Exercise requirements:
Copy everything from the start of the rows down to the line containing "0;35;65;298", replacing "Annotation guideline" with "Labeling rule" and changing nothing else. Leave the pictures out of your copy.

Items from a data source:
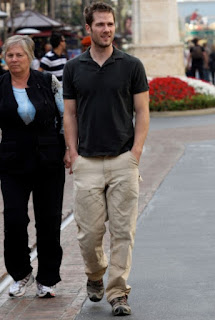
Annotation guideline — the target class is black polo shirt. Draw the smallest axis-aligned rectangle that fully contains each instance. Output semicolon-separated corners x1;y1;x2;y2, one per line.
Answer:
63;47;148;157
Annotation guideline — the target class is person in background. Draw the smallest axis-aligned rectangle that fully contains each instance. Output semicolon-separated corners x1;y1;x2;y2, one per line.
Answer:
187;38;206;80
202;42;210;82
0;47;7;76
63;2;149;316
44;42;52;53
209;44;215;85
39;32;67;83
0;35;65;298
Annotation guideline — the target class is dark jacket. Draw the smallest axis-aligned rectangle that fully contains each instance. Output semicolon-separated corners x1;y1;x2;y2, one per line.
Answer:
0;70;63;173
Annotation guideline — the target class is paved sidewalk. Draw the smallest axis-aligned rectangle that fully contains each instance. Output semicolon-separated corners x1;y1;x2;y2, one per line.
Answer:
0;116;215;320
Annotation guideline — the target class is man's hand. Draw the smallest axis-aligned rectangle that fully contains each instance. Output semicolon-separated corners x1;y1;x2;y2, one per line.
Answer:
131;147;142;163
64;149;78;174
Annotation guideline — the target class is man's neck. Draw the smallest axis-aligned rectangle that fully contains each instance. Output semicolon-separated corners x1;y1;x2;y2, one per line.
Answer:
53;47;63;56
90;45;113;66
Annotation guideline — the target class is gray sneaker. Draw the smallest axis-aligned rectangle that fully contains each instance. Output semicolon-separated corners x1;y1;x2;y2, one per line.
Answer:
110;296;131;316
37;281;55;298
9;273;34;297
87;279;104;302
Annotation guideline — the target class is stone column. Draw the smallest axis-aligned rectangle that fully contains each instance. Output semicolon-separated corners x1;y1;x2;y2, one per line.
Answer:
129;0;185;77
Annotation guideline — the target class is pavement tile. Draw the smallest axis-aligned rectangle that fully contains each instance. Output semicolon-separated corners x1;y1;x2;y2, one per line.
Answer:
0;119;215;320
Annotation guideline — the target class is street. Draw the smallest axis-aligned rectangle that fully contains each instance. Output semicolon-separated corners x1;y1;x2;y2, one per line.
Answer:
0;114;215;320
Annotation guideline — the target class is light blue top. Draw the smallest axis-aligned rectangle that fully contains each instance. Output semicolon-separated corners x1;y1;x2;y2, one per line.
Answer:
13;87;36;125
13;75;64;133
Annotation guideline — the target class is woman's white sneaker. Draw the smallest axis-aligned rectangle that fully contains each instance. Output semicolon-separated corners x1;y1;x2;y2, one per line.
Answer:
37;281;55;298
9;273;34;297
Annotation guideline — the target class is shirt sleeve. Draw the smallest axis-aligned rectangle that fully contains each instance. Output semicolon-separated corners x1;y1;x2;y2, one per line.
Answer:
63;60;77;100
52;75;64;134
131;59;149;94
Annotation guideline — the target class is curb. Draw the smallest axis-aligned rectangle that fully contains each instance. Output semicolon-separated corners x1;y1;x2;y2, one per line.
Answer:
150;108;215;118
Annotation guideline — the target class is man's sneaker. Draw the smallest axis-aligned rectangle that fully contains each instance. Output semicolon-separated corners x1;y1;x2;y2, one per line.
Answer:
110;296;131;316
37;281;55;298
9;273;34;297
87;279;104;302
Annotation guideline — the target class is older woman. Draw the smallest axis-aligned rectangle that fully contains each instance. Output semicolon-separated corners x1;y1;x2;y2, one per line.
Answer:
0;35;65;297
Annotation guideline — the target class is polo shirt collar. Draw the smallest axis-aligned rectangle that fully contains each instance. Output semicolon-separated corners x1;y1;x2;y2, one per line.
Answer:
80;46;123;62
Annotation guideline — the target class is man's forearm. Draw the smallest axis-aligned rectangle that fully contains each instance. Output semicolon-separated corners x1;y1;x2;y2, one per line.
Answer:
132;111;149;155
131;92;150;160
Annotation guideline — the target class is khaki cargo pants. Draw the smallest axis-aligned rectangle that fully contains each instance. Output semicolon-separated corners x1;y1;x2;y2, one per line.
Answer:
73;151;139;302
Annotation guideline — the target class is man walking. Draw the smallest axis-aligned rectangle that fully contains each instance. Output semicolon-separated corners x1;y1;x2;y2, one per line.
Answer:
63;2;149;315
39;32;67;83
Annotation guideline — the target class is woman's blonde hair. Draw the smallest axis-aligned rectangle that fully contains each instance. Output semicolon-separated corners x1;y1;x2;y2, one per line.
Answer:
2;35;35;64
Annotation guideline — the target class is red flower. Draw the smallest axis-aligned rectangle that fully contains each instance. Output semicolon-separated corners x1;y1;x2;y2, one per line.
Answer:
149;77;196;106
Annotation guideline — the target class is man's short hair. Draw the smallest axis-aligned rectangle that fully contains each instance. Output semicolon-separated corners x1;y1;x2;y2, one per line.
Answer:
84;2;115;26
50;32;63;49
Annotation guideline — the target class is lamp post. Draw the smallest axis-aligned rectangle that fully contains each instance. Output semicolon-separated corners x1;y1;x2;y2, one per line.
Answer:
0;11;7;42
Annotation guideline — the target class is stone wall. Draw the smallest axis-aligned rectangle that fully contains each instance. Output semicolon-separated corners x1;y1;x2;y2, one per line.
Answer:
129;0;185;77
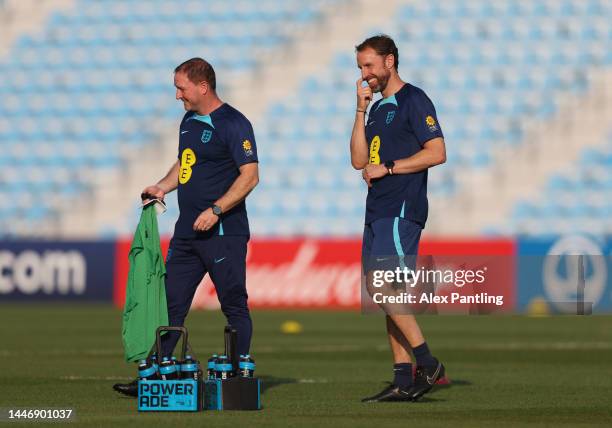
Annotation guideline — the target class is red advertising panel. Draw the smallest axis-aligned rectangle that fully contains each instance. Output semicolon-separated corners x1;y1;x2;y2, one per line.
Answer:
114;238;515;310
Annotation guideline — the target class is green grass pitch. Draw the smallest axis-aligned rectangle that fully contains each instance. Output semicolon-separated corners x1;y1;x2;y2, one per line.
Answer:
0;304;612;428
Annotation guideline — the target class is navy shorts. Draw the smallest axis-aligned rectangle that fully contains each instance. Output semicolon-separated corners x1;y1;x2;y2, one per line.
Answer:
361;217;423;273
162;235;253;355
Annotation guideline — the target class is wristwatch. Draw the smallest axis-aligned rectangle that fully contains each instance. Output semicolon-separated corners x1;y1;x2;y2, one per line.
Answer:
385;161;395;175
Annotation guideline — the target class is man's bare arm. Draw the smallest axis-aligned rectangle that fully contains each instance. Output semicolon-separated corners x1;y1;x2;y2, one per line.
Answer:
142;160;180;202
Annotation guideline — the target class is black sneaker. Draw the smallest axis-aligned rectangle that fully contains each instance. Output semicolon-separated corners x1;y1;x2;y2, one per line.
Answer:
113;379;138;397
361;384;412;403
409;359;444;401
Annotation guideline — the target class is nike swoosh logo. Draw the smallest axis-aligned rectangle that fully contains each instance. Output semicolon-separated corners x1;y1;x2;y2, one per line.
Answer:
427;364;442;385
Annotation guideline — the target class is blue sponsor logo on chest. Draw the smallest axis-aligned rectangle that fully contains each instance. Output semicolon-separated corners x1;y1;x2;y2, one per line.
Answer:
201;129;212;144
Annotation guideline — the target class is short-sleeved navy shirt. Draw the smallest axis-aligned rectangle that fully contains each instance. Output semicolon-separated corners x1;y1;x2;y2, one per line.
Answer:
365;83;443;227
174;104;257;238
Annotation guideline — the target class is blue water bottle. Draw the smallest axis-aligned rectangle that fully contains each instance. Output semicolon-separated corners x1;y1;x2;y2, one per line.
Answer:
238;354;255;377
138;360;157;380
181;355;200;380
215;355;232;380
159;357;178;380
206;354;219;379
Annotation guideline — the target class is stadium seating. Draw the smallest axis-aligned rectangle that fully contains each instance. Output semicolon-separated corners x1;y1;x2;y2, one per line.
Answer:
251;0;612;235
0;0;344;235
511;134;612;236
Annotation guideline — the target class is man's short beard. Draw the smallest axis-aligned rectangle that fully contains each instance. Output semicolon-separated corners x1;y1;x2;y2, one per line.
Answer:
374;75;390;92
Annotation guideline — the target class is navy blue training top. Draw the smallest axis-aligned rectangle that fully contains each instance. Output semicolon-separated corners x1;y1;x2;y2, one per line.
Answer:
174;104;257;238
365;83;443;227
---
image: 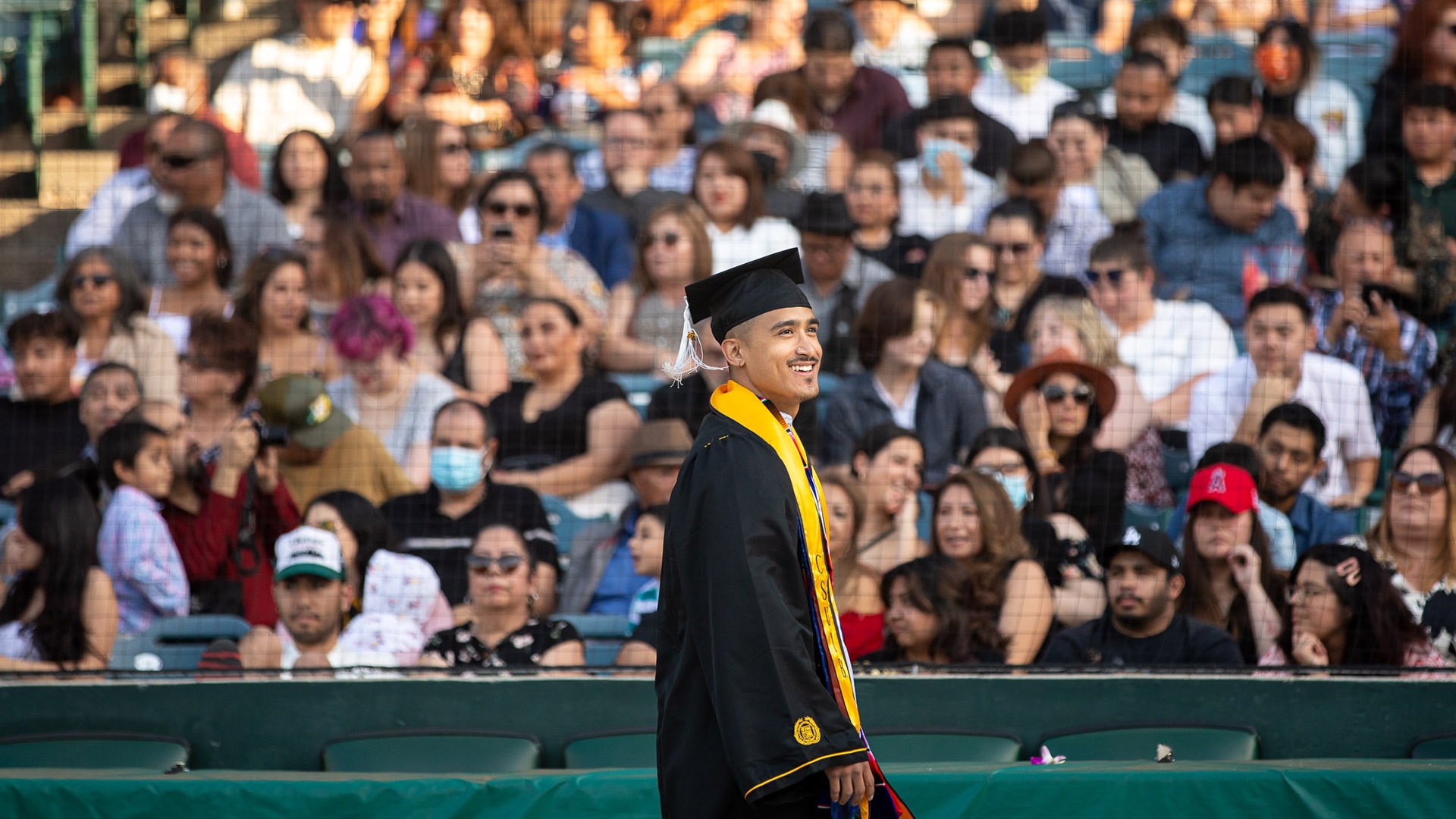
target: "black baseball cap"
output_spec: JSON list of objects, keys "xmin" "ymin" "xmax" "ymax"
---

Output:
Labeling rule — the target class is black polo shirt. Draw the smallest axis-aligned rectangle that fully contains each instance. Output semicolon-separated corners x1;y1;x2;y2, one per line.
Answer:
63;47;148;157
Labeling rule — the target class is person in background. Draw the smallest axis-aligned rectangle that fully contains each instance. Output semicolon-separated corners x1;y1;x2;y2, one per line.
Answer:
187;38;206;80
202;42;210;82
0;47;7;76
63;2;149;316
44;42;52;53
209;44;215;85
39;32;67;83
0;35;65;298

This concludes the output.